### Exercise instructions
When the line containing "wall light in the photo above." is reached, begin reproducing lines exactly and continue through the last line of the records below.

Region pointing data
────────────────────────────────────────

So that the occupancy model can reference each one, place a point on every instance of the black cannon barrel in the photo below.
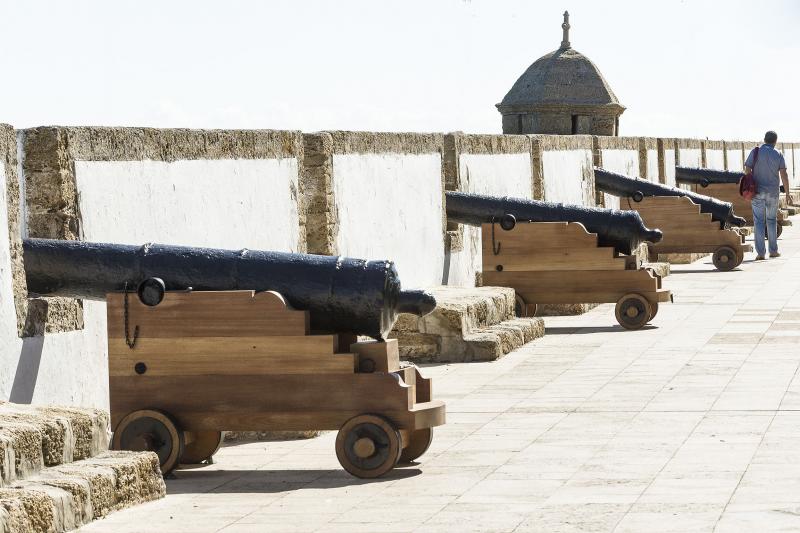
(624, 230)
(705, 176)
(625, 187)
(343, 295)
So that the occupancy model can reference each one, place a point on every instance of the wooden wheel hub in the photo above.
(725, 258)
(633, 311)
(151, 430)
(364, 447)
(368, 446)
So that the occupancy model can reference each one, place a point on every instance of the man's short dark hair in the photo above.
(770, 137)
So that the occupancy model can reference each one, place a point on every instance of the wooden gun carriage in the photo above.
(723, 185)
(691, 223)
(687, 230)
(186, 365)
(560, 261)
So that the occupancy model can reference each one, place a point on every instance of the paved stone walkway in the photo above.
(691, 425)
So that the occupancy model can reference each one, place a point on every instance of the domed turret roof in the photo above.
(564, 77)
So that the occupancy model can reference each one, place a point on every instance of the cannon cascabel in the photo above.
(624, 230)
(626, 187)
(343, 295)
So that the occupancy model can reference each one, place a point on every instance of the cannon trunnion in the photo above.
(186, 365)
(562, 262)
(626, 187)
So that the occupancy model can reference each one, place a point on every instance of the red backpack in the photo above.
(747, 183)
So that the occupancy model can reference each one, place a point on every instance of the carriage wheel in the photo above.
(419, 442)
(368, 446)
(201, 447)
(653, 310)
(725, 258)
(154, 431)
(779, 231)
(633, 311)
(522, 309)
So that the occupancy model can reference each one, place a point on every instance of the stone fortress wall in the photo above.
(363, 194)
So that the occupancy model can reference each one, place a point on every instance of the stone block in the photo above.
(468, 324)
(34, 437)
(65, 497)
(681, 259)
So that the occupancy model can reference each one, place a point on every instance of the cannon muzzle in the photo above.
(625, 187)
(342, 295)
(624, 230)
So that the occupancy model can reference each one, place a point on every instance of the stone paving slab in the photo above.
(691, 424)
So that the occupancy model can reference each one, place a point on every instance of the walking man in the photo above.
(766, 164)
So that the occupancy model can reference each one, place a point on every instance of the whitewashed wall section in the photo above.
(735, 158)
(494, 175)
(567, 176)
(217, 203)
(621, 161)
(715, 158)
(691, 157)
(390, 206)
(222, 203)
(652, 165)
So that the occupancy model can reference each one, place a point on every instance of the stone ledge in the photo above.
(660, 268)
(469, 324)
(64, 497)
(681, 259)
(564, 309)
(34, 437)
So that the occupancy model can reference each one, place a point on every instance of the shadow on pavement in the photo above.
(199, 480)
(589, 329)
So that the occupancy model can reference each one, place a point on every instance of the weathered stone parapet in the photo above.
(316, 185)
(617, 143)
(364, 142)
(8, 158)
(491, 144)
(685, 145)
(564, 142)
(646, 144)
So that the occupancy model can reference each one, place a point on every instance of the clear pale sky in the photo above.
(691, 68)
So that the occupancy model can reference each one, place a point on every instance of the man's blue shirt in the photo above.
(770, 161)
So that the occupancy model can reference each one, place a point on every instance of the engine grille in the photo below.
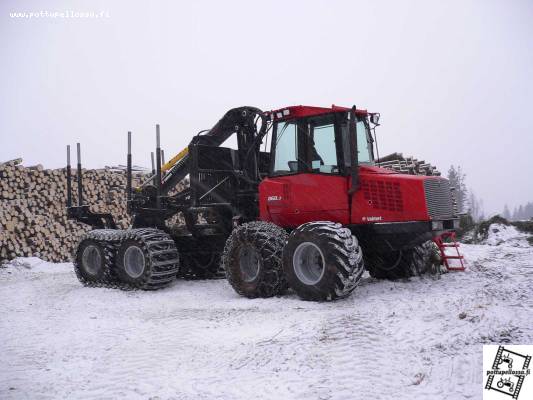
(383, 195)
(438, 198)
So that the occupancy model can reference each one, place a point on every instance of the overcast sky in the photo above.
(452, 79)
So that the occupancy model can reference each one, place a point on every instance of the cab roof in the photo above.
(300, 111)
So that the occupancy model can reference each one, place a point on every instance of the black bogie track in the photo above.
(266, 241)
(157, 253)
(335, 248)
(161, 260)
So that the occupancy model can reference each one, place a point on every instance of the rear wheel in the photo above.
(322, 261)
(147, 259)
(252, 259)
(93, 260)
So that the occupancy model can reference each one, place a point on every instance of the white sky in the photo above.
(452, 79)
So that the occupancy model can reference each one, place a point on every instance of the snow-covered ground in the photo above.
(416, 339)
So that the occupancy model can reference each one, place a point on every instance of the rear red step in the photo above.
(447, 240)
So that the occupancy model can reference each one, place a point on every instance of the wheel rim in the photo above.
(134, 262)
(308, 262)
(249, 263)
(91, 260)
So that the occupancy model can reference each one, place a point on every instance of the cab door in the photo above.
(307, 181)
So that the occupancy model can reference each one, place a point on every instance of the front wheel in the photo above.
(252, 259)
(322, 261)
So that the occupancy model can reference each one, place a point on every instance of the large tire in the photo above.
(404, 264)
(94, 257)
(146, 259)
(322, 261)
(252, 259)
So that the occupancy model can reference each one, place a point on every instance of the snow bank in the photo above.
(499, 234)
(416, 339)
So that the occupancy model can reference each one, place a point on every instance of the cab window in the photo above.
(323, 150)
(286, 156)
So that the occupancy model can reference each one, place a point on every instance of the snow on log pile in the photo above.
(33, 220)
(407, 165)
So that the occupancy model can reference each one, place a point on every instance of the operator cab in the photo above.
(317, 140)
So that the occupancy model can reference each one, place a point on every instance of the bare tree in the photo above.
(457, 177)
(475, 207)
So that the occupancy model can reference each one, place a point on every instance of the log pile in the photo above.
(33, 219)
(407, 165)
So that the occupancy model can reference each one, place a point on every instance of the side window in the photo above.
(363, 148)
(324, 152)
(286, 159)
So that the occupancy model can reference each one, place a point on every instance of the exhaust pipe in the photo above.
(69, 179)
(128, 173)
(158, 166)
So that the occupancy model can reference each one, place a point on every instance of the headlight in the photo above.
(437, 225)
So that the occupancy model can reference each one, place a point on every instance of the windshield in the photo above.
(364, 144)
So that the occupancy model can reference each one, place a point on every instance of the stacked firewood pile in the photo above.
(33, 220)
(407, 165)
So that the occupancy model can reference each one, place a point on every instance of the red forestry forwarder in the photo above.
(311, 214)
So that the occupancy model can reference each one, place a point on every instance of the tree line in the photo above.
(469, 203)
(522, 212)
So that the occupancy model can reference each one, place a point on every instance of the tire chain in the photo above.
(110, 240)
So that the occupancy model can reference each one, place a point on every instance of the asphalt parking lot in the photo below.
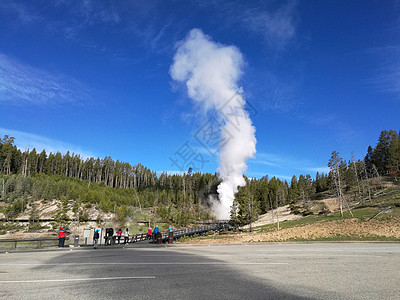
(256, 271)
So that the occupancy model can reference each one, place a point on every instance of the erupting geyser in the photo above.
(211, 72)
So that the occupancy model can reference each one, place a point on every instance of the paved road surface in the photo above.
(261, 271)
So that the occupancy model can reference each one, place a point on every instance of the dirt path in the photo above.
(281, 214)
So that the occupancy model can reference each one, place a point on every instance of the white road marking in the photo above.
(75, 279)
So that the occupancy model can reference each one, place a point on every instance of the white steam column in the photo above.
(211, 72)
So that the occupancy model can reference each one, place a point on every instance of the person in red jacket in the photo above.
(61, 237)
(119, 234)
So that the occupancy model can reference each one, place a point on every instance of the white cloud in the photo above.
(277, 27)
(21, 83)
(25, 140)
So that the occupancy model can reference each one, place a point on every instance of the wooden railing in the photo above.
(39, 241)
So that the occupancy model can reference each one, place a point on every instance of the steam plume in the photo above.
(211, 72)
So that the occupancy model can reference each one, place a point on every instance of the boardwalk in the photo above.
(262, 271)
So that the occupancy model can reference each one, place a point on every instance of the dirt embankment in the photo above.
(343, 228)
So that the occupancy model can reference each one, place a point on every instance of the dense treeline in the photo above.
(113, 185)
(385, 157)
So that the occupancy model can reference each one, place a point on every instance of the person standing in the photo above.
(96, 237)
(61, 237)
(119, 234)
(126, 236)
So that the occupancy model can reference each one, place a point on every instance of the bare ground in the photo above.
(342, 228)
(282, 214)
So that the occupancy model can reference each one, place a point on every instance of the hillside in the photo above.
(375, 220)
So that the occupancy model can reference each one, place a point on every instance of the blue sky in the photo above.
(92, 77)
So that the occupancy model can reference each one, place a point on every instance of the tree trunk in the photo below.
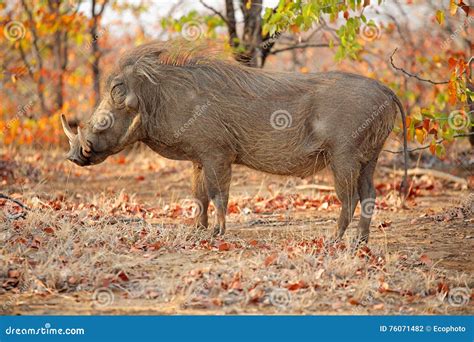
(96, 53)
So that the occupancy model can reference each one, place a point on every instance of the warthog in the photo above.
(216, 113)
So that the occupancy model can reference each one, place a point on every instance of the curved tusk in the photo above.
(67, 129)
(85, 147)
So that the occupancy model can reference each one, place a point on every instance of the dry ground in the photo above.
(115, 239)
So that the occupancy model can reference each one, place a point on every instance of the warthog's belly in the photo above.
(285, 164)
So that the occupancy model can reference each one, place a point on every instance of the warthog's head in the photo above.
(115, 123)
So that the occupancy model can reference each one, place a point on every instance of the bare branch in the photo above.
(216, 12)
(413, 75)
(299, 46)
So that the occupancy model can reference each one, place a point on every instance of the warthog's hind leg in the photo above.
(200, 193)
(217, 176)
(346, 175)
(366, 191)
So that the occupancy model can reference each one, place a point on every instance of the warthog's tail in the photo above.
(404, 185)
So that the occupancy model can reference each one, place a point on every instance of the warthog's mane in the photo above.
(168, 67)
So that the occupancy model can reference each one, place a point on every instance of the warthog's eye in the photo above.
(104, 121)
(118, 94)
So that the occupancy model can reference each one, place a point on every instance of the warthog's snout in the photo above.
(80, 151)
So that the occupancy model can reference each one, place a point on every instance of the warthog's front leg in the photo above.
(200, 194)
(217, 175)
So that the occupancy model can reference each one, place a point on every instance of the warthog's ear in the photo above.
(131, 101)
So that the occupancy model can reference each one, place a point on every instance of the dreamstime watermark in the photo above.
(459, 120)
(281, 119)
(13, 211)
(192, 207)
(14, 30)
(368, 208)
(370, 32)
(103, 297)
(273, 38)
(280, 298)
(46, 330)
(192, 31)
(459, 296)
(460, 28)
(105, 120)
(197, 112)
(377, 110)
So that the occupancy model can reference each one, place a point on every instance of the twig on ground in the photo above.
(461, 135)
(19, 215)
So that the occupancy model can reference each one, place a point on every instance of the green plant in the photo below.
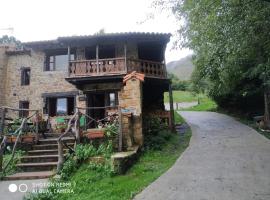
(111, 130)
(156, 133)
(12, 166)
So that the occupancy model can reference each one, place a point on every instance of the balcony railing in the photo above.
(115, 66)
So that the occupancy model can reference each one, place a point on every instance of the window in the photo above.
(57, 62)
(24, 105)
(112, 99)
(25, 76)
(60, 106)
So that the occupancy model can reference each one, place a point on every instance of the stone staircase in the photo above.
(41, 161)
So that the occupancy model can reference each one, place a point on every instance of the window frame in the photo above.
(48, 61)
(47, 108)
(24, 113)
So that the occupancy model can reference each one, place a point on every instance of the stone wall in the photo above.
(3, 70)
(130, 98)
(40, 81)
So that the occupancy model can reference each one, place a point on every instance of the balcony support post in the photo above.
(125, 52)
(97, 49)
(69, 60)
(172, 126)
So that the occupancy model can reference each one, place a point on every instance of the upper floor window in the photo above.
(57, 62)
(25, 76)
(23, 105)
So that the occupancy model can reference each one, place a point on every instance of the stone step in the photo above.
(30, 175)
(44, 152)
(54, 140)
(35, 167)
(49, 146)
(39, 158)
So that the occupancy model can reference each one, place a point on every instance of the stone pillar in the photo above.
(130, 98)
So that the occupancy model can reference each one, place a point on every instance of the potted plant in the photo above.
(28, 138)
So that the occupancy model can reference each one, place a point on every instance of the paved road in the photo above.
(226, 160)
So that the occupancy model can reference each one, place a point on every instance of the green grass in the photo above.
(151, 164)
(245, 120)
(206, 104)
(181, 96)
(178, 118)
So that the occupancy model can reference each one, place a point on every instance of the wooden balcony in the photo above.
(115, 66)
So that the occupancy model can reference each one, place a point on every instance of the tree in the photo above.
(231, 42)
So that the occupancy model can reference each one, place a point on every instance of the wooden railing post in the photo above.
(60, 155)
(2, 122)
(77, 126)
(97, 49)
(125, 52)
(171, 107)
(120, 144)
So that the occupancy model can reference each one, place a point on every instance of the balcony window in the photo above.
(60, 106)
(23, 105)
(57, 62)
(111, 99)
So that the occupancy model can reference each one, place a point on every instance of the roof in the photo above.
(99, 38)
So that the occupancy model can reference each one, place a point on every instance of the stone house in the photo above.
(106, 70)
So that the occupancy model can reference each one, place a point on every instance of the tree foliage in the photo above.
(5, 39)
(231, 42)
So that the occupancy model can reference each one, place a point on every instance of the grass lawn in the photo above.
(181, 96)
(206, 104)
(151, 164)
(11, 169)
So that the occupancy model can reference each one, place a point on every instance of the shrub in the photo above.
(156, 133)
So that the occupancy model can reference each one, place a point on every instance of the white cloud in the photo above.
(47, 19)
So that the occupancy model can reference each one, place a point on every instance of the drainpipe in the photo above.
(171, 108)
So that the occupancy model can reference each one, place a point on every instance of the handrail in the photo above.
(94, 60)
(18, 109)
(148, 61)
(16, 142)
(19, 131)
(60, 143)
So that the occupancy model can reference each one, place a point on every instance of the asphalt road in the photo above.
(226, 160)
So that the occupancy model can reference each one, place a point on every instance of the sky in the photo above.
(34, 20)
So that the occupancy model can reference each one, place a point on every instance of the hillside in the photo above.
(182, 68)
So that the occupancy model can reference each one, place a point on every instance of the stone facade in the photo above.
(130, 94)
(130, 98)
(40, 81)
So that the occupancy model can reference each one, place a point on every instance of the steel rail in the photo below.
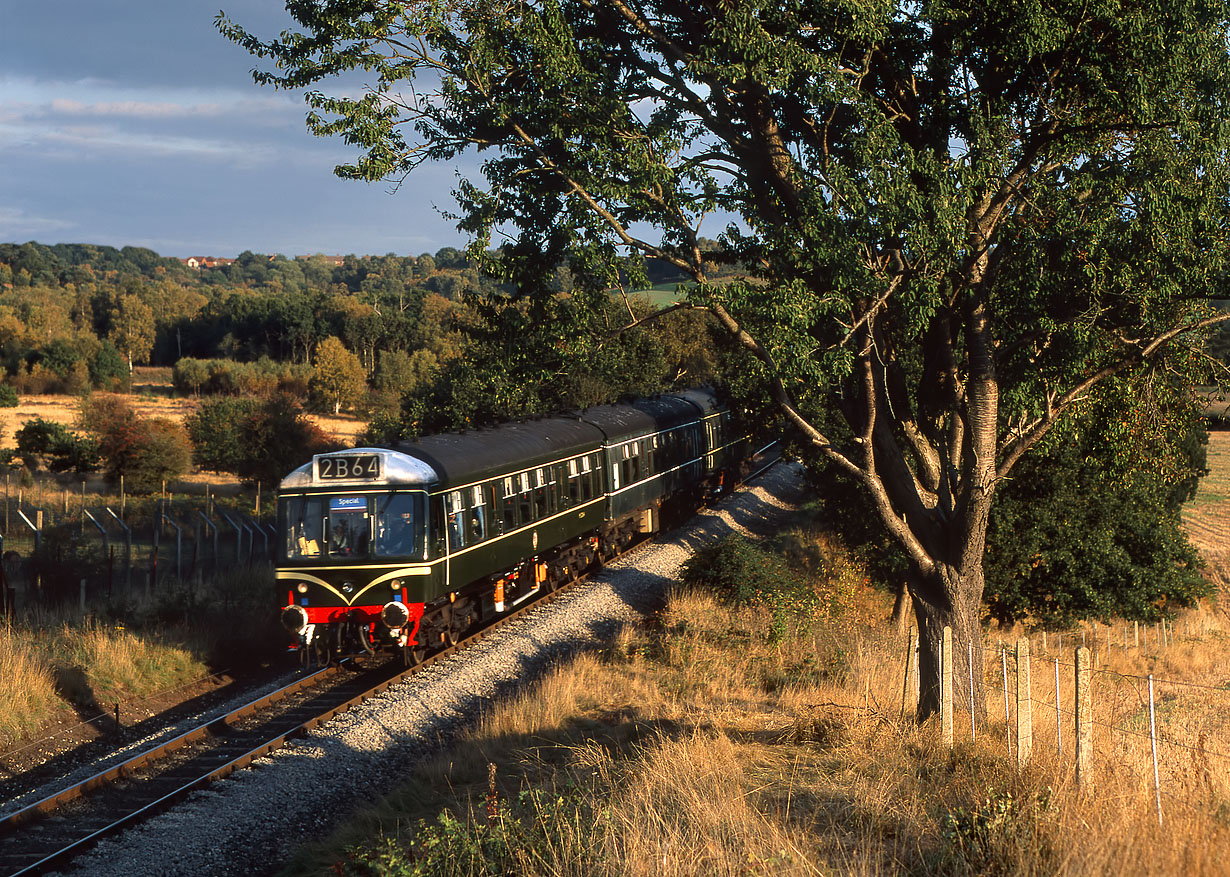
(210, 728)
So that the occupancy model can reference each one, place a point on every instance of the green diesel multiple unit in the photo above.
(410, 546)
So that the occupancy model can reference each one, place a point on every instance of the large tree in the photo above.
(957, 219)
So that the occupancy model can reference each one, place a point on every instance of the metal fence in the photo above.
(63, 547)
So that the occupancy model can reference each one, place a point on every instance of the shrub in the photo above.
(215, 432)
(743, 573)
(190, 375)
(276, 438)
(46, 443)
(108, 369)
(145, 452)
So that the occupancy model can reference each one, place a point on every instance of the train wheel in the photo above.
(412, 656)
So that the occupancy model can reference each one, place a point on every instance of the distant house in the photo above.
(335, 261)
(199, 262)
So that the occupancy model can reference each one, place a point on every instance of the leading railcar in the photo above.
(411, 546)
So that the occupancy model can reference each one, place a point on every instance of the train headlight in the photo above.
(395, 615)
(294, 619)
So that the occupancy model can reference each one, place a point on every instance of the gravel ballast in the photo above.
(253, 821)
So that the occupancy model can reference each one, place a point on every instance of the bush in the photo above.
(46, 443)
(277, 438)
(108, 369)
(145, 452)
(744, 575)
(215, 432)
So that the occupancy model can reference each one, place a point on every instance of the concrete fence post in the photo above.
(1084, 721)
(1023, 704)
(946, 688)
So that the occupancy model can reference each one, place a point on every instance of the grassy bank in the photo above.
(707, 743)
(62, 670)
(59, 668)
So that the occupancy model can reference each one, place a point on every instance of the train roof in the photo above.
(621, 422)
(704, 399)
(480, 454)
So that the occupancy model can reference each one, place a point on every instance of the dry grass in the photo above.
(65, 410)
(698, 747)
(1207, 518)
(27, 688)
(51, 669)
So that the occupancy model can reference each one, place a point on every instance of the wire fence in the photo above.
(1079, 694)
(94, 546)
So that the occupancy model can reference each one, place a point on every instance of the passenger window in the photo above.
(454, 509)
(525, 500)
(573, 482)
(509, 506)
(477, 514)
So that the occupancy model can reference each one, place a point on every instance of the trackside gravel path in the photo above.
(252, 822)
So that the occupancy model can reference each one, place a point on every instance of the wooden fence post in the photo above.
(946, 688)
(1023, 704)
(909, 669)
(1007, 718)
(1153, 744)
(1084, 721)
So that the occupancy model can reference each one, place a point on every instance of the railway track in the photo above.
(53, 830)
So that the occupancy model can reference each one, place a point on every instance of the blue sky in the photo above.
(134, 122)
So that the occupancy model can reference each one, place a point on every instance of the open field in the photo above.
(701, 744)
(65, 408)
(1207, 518)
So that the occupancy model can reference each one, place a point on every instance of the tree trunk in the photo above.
(950, 600)
(902, 608)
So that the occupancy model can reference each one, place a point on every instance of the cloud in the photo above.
(145, 110)
(16, 224)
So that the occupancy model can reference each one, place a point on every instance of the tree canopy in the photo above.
(956, 220)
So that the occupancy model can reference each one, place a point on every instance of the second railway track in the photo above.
(60, 825)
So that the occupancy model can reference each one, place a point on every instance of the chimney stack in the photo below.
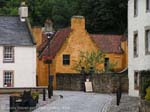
(48, 26)
(78, 23)
(23, 12)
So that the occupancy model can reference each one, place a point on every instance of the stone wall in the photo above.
(102, 83)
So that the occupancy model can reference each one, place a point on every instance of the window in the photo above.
(147, 42)
(136, 80)
(106, 64)
(135, 7)
(66, 59)
(8, 79)
(8, 54)
(135, 45)
(147, 5)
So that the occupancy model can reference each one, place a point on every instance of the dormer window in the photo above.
(147, 5)
(8, 54)
(66, 59)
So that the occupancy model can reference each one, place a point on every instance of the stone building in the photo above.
(67, 43)
(17, 52)
(138, 41)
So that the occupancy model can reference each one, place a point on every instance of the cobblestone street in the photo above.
(127, 104)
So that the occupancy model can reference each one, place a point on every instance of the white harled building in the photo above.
(17, 51)
(139, 42)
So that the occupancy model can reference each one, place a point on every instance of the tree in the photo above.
(102, 16)
(88, 60)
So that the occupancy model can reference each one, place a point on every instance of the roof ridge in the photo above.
(9, 15)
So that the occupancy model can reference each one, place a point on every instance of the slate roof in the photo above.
(55, 44)
(109, 43)
(106, 43)
(14, 32)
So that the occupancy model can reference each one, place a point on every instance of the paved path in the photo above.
(127, 104)
(77, 102)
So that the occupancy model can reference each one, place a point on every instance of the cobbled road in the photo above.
(77, 102)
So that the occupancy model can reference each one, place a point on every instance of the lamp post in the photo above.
(50, 78)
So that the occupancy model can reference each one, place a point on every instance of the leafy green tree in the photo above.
(102, 16)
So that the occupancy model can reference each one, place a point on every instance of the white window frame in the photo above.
(66, 59)
(147, 41)
(135, 44)
(147, 5)
(136, 80)
(135, 8)
(8, 78)
(8, 56)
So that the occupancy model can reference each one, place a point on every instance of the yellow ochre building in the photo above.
(67, 44)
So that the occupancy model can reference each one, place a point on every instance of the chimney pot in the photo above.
(78, 23)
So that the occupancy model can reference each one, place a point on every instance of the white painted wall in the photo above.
(142, 62)
(24, 66)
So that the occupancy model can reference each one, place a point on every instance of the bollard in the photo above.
(44, 94)
(12, 104)
(49, 92)
(118, 97)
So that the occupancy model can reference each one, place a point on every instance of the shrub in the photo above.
(147, 97)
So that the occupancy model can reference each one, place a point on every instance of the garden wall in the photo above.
(102, 83)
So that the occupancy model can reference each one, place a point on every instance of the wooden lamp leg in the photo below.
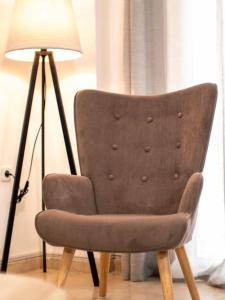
(104, 270)
(188, 275)
(65, 266)
(165, 274)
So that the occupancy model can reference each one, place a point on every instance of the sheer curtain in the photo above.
(154, 46)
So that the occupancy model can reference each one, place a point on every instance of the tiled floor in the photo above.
(79, 287)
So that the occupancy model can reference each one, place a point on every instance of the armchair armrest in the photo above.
(190, 198)
(70, 193)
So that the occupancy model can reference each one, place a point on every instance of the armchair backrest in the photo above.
(139, 151)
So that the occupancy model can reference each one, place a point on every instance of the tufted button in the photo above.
(176, 175)
(178, 145)
(149, 119)
(117, 116)
(147, 148)
(111, 176)
(144, 178)
(114, 146)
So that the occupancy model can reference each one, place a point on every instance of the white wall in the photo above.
(14, 80)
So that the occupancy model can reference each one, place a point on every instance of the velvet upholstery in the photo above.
(141, 160)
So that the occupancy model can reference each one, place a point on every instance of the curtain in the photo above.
(155, 46)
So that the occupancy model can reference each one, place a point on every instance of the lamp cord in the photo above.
(25, 189)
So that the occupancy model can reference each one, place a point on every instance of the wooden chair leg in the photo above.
(165, 274)
(65, 266)
(188, 275)
(104, 270)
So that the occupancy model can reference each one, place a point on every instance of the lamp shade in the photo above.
(43, 24)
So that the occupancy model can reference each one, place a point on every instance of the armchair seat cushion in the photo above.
(113, 233)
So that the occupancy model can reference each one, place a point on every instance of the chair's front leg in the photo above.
(65, 265)
(104, 270)
(165, 274)
(188, 275)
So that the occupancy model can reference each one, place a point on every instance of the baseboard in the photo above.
(33, 262)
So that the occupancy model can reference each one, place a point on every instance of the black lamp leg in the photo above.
(69, 149)
(19, 165)
(43, 102)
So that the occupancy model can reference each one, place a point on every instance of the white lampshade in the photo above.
(43, 24)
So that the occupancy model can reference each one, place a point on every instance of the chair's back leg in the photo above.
(188, 275)
(165, 274)
(104, 270)
(65, 265)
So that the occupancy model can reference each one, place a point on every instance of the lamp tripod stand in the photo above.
(14, 198)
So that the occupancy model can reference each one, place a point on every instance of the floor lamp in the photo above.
(39, 29)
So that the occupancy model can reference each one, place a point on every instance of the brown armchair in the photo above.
(141, 160)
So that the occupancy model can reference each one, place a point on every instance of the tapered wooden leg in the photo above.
(165, 274)
(104, 270)
(65, 265)
(188, 275)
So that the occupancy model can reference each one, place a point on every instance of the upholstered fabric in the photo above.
(141, 160)
(140, 151)
(69, 192)
(115, 233)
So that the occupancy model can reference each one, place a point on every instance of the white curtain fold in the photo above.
(154, 46)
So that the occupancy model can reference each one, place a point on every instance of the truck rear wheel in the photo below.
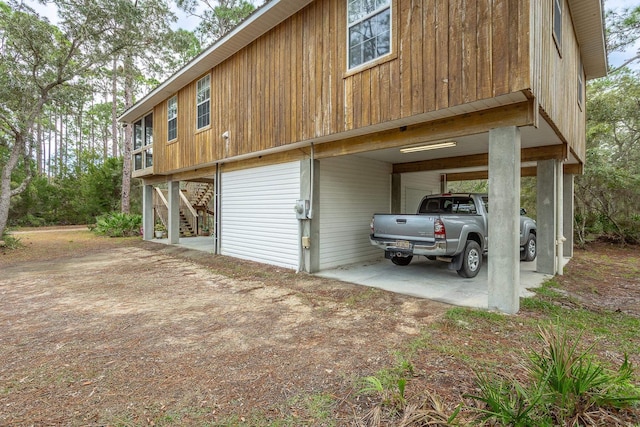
(399, 260)
(471, 260)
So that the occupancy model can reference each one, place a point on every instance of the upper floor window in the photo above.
(148, 130)
(203, 102)
(143, 143)
(369, 30)
(558, 6)
(172, 118)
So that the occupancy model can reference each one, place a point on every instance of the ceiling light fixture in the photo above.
(426, 147)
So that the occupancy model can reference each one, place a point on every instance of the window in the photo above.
(203, 102)
(143, 143)
(557, 23)
(148, 130)
(369, 30)
(148, 158)
(137, 161)
(137, 135)
(172, 119)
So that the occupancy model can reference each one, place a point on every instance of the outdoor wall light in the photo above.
(426, 147)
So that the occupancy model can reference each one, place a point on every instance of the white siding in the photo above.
(417, 185)
(352, 189)
(258, 221)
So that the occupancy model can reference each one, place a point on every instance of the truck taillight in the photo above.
(438, 229)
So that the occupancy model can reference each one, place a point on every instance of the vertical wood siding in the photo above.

────────────────────────────────────────

### Solved problem
So that the occupancy model can reference each one, place a point on every instance of the outdoor wall light in the photo above.
(426, 147)
So that the occupancy model can reference each one, place a point on every instance of the white siding in the photo above.
(417, 185)
(352, 189)
(258, 221)
So that the occupancy model can reference each one, place a point on every instance of the truck taillight in the photo above.
(438, 229)
So that the occupancy model can reference each one, place a point on every instance of the vertical wood siding in the photo above.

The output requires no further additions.